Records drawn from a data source
>> begin

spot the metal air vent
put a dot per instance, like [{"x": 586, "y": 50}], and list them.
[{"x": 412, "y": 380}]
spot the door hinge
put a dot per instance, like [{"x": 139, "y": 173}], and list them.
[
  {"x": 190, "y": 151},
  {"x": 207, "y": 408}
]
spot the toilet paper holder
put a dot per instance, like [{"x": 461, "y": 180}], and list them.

>> end

Given instruction —
Copy the material above line for line, without changing anything.

Solved problem —
spot the metal air vent
put a dot per instance, like [{"x": 586, "y": 50}], and list them.
[{"x": 412, "y": 380}]
spot the door hinge
put a dot per instance, like [{"x": 139, "y": 173}], and list them.
[
  {"x": 190, "y": 151},
  {"x": 207, "y": 408}
]
spot the toilet paper holder
put a dot per instance, like [{"x": 461, "y": 180}], and list them.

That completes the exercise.